Extracto del documento:
++++++++

A la sombra del árbol de los abuelos

Dic 12 • destacamos, principales, Reflexiones • 4103 Views • No hay comentarios en A la sombra del árbol de los abuelos

POR LUIS GUILLERMO HERNÁNDEZ 

 

El periodista que escribe con amor lo que escribe, no es sino un escritor como otro cualquiera.
Rubén Darío.

 

 

La respuesta puede estar ahí, a la sombra del árbol que plantaron los abuelos. Oculta entre las páginas de aquellos relatos del principio de la modernidad latinoamericana, a la espera de nosotros.

 

Algo me lo dice. Consigo reconocerla en las palabras de Machado de Assis. En la interrogante que el brasileño se plantea en agosto de 1878, y que me afrenta del mismo modo, casi un siglo y medio después: “¿Qué articula una página de crónica en medio de las preocupaciones del momento?”

 

Cuestión de tender los puentes que soporten el peso de cincuenta mil días. ¿Qué páginas debe escribir el reportero del siglo XXI, para librar la amenaza de la extinción inminente? Somos el eco del grito que ellos fueron. Desafío similar: hacer nacer a un lector nuevo, muy distinto de su antecedente inmediato, para provocarlo a asistir, regocijado, al encuentro cotidiano con nosotros. Traerlo de vuelta a nuestra cita semanal, diaria, mensual, mediada por el viejo triunvirato papel-tinta-imprenta o por la nueva trinidad: aluminio-cristal-Light Emitting Diode.

 

Agazapada entre miles de palabras olvidadas por nosotros –arrogantes observadores de un mundo que cada momento se parece menos a lo que supusimos que era– la posibilidad se abre con las dudas lejanas del XIX. Los modernistas, claro.

 

Si ellos fueron los comentadores de aquella vida latinoamericana de entresiglos, de ese mundo decimonónico en crisis, que los desafió hasta descubrirles actitud nueva, sensibilidad distinta, planteamiento estético afinado a golpe de modernidad, es preciso escucharlos. Y aquí una paréntesis: hay que creerle a Baudelaire cuando describe aquella modernidad como lo transitorio, lo fugitivo, lo contingente. La mitad del arte cuya otra mitad era, y siempre lo ha sido, lo eterno y lo inamovible.

++++++++

Problema a resolver: Reproduzca el pasaje del artículo sobre la crónica modernista comenzando en "Agazapada entre miles" y terminando en "Los modernistas, claro.", y cambie "palabras olvidadas" por "voces olvidadas". Las entradas provienen de una fuente distinta a la del artículo.

(Entradas almacenadas)
++++++++

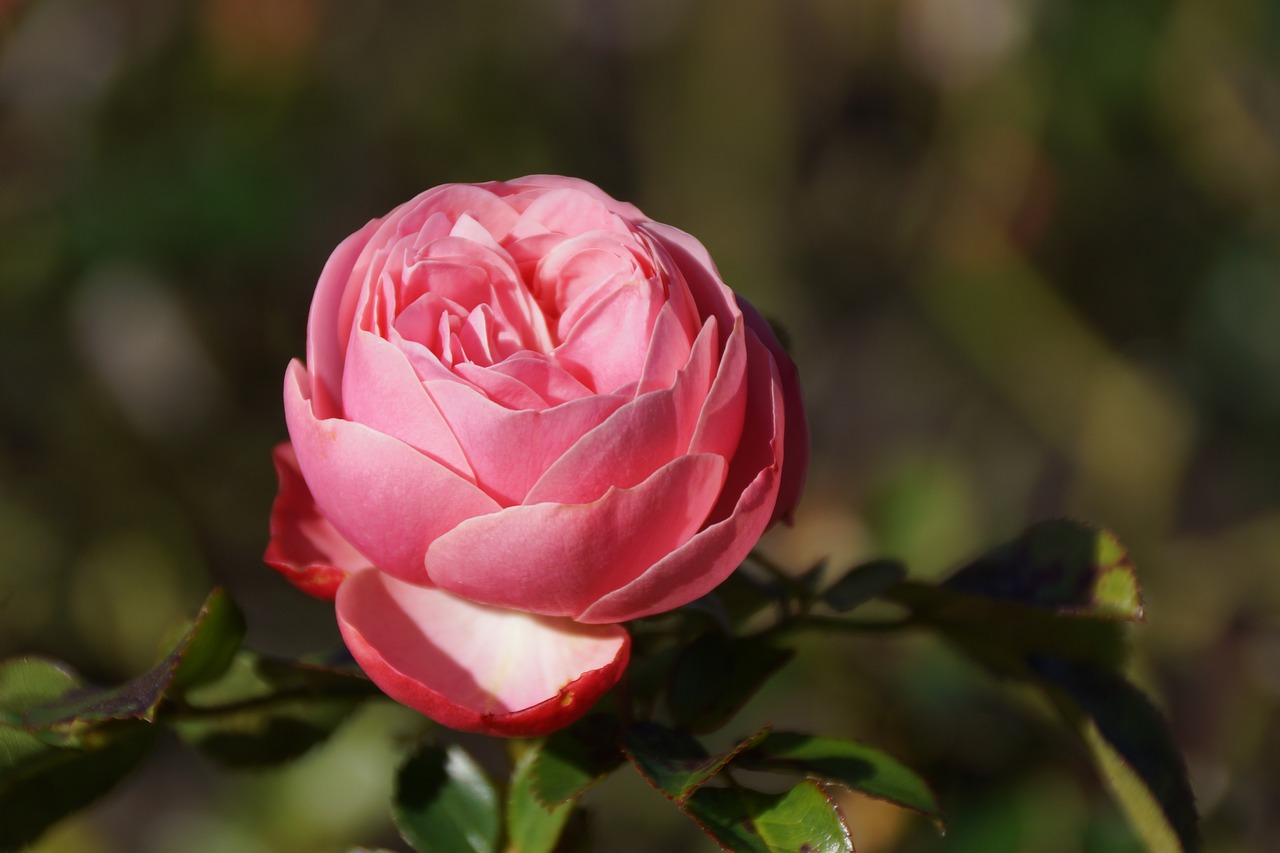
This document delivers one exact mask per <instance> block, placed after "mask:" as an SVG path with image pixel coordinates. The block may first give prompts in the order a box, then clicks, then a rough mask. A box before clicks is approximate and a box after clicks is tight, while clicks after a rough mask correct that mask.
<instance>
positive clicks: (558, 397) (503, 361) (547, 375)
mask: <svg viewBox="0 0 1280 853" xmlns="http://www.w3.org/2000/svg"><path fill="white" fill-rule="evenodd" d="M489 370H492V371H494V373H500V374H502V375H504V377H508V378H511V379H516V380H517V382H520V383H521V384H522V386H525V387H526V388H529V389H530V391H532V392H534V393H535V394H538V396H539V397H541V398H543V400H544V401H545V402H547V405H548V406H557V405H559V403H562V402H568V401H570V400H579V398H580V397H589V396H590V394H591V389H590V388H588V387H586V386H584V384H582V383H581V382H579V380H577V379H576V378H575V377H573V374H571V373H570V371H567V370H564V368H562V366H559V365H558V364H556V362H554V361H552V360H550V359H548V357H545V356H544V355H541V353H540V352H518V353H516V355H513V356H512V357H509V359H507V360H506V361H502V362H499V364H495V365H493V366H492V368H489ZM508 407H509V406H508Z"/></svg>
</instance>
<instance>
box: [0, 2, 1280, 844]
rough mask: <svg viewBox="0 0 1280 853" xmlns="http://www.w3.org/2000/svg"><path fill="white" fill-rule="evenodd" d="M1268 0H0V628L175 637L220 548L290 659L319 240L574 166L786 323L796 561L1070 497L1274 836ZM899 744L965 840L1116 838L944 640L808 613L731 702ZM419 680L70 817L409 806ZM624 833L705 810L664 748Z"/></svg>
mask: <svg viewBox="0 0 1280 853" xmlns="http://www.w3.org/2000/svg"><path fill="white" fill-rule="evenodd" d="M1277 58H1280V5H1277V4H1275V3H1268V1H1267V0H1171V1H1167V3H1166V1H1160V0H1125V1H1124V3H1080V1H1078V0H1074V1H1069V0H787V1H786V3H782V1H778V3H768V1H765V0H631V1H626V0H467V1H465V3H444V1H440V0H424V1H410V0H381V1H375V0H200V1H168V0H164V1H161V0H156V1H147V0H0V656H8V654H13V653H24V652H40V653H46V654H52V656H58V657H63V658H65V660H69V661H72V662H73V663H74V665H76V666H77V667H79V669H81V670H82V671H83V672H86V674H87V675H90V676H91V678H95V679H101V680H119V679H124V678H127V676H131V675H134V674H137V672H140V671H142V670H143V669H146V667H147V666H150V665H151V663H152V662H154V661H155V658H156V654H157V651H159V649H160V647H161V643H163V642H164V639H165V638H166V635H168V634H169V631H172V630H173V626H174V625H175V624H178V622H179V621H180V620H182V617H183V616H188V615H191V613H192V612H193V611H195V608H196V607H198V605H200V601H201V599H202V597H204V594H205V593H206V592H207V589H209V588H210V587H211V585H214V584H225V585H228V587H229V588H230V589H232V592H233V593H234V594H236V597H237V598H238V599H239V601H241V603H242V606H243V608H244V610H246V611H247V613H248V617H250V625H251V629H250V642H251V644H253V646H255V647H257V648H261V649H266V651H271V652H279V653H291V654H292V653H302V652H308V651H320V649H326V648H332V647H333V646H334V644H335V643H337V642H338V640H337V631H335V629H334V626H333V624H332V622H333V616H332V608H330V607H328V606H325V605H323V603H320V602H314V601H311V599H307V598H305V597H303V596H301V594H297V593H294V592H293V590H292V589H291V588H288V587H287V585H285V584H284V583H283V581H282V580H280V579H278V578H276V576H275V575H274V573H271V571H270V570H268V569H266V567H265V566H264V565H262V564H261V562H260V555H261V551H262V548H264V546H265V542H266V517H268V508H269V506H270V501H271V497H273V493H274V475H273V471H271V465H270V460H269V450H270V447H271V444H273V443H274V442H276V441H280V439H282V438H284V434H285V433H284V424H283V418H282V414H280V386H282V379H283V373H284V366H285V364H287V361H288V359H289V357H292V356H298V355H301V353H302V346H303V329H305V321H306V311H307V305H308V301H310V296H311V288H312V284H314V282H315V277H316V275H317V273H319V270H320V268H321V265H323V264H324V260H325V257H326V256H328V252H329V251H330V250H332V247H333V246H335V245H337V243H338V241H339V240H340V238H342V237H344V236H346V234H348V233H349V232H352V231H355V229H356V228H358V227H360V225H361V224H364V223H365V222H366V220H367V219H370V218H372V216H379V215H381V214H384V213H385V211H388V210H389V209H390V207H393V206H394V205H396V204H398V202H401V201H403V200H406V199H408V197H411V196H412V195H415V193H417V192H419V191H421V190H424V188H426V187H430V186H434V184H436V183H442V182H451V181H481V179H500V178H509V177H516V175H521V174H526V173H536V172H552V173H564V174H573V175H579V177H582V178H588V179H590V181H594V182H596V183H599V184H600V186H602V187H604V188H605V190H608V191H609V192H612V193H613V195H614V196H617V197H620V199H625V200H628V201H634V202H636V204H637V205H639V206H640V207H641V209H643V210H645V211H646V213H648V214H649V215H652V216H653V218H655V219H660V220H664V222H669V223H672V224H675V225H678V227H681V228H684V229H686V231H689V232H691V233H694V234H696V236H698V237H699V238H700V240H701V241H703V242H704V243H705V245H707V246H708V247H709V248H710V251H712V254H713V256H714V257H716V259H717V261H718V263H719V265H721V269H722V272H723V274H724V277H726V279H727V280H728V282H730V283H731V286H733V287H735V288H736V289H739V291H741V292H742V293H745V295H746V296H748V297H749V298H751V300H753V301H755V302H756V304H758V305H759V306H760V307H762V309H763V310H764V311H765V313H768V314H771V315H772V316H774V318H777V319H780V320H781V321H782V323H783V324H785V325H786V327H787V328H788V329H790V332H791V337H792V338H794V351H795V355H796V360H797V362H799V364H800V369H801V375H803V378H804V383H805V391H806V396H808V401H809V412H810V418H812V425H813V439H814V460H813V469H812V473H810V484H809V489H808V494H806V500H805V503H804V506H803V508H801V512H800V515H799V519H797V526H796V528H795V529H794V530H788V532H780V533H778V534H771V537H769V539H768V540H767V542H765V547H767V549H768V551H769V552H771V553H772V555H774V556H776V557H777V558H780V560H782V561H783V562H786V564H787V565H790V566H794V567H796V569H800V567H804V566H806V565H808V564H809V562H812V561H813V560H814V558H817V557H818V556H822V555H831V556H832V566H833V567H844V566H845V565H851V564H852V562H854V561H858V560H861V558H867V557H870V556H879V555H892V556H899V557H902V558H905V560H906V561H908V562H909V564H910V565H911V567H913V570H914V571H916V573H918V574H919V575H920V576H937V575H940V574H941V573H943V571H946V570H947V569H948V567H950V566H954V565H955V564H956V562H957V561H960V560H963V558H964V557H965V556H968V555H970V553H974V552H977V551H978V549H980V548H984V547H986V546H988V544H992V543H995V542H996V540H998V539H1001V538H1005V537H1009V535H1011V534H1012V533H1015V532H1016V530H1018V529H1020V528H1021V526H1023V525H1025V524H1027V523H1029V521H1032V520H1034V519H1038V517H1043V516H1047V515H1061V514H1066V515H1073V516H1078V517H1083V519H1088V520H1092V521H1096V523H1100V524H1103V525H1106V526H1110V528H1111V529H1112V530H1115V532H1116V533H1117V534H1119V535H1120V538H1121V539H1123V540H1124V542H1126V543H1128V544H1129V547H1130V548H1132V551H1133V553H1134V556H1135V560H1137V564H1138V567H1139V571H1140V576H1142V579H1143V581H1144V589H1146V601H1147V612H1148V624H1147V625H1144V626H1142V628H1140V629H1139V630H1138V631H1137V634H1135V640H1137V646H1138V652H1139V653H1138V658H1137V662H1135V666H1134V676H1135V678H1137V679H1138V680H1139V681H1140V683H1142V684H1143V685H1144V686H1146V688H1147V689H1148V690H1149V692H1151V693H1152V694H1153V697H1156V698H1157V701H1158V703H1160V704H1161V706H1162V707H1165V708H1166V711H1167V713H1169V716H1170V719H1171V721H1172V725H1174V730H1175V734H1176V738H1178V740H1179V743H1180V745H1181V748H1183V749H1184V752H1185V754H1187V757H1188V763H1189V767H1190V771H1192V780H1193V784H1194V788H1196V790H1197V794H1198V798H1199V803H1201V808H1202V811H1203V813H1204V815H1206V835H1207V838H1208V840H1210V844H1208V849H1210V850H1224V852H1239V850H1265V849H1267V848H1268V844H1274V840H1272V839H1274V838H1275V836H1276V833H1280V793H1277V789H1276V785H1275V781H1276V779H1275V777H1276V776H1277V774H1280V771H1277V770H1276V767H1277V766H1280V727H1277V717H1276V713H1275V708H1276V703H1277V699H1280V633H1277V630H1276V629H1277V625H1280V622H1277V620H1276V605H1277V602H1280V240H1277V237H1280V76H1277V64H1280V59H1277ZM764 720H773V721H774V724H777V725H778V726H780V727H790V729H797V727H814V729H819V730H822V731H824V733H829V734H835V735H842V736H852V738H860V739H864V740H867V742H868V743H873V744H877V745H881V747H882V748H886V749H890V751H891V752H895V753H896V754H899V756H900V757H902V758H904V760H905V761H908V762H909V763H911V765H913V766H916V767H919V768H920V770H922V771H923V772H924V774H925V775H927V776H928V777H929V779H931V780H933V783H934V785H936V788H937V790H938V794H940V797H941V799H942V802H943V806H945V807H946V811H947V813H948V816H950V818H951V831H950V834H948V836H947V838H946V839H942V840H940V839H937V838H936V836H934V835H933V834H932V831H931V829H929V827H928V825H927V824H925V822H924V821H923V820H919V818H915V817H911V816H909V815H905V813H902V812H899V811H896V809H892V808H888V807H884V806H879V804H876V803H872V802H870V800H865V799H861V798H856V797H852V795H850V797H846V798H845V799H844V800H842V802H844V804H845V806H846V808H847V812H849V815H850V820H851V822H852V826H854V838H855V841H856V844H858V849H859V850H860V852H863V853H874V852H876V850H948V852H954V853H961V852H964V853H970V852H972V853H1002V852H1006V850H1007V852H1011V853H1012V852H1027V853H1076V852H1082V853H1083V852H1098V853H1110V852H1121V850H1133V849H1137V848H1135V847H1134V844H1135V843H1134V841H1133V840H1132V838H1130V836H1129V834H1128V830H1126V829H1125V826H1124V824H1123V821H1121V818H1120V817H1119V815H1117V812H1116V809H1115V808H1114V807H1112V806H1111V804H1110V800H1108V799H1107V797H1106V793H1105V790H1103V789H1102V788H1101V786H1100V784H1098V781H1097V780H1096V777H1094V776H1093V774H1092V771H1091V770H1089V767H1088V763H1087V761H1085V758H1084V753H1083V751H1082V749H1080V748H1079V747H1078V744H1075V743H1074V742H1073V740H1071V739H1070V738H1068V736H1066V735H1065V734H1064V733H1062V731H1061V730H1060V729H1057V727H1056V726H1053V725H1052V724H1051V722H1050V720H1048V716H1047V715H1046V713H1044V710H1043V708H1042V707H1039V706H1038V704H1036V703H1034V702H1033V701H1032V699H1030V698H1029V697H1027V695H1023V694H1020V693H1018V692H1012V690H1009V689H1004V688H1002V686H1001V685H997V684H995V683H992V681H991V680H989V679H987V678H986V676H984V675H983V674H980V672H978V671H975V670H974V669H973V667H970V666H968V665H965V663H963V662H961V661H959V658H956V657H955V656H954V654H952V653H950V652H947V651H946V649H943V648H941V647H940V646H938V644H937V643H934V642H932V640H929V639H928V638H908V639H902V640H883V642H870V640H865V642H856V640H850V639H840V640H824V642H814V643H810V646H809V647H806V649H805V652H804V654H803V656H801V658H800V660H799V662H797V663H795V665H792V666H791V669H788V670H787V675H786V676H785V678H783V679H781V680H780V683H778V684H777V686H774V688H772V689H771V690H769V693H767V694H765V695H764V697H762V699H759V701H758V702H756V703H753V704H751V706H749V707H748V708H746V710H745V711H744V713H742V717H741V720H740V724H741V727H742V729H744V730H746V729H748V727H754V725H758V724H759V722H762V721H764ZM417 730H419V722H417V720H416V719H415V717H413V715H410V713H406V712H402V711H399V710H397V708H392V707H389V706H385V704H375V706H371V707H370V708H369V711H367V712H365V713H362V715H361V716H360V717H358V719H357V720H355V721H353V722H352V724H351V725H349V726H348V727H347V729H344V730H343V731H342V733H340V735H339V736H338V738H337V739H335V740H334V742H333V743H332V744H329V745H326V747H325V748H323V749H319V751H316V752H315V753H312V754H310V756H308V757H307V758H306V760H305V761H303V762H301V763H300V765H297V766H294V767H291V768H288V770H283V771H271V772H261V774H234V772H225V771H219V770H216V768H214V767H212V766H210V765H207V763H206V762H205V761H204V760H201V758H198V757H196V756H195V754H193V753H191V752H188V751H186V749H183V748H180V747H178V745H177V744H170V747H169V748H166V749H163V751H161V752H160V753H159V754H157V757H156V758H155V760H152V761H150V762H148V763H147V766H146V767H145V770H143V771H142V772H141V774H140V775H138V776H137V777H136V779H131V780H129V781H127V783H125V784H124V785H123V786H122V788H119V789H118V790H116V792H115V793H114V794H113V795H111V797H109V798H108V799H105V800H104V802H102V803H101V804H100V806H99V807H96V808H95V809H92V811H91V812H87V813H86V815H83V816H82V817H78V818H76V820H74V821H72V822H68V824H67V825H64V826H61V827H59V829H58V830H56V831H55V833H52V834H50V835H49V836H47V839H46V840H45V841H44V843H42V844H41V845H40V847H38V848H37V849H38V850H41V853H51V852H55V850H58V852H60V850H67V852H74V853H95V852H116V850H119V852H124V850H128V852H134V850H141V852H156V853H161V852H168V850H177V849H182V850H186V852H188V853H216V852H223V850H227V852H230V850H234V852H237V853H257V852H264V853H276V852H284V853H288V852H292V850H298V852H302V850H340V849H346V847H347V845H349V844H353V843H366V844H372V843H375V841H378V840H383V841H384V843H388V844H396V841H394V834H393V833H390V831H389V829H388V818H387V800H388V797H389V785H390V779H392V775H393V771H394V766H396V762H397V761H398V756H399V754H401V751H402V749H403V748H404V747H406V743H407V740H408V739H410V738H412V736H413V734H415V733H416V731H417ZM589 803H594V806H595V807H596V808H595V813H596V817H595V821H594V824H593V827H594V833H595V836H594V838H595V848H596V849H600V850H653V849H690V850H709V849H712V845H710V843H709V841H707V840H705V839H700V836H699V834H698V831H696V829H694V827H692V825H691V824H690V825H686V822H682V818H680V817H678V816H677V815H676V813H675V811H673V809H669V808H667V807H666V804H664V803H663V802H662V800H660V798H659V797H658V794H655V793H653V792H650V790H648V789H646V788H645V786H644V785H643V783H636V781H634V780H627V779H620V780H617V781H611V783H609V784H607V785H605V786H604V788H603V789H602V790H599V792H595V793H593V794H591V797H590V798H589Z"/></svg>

++++++++

Resultado de la tarea:
Agazapada entre miles de voces olvidadas por nosotros –arrogantes observadores de un mundo que cada momento se parece menos a lo que supusimos que era– la posibilidad se abre con las dudas lejanas del XIX. Los modernistas, claro.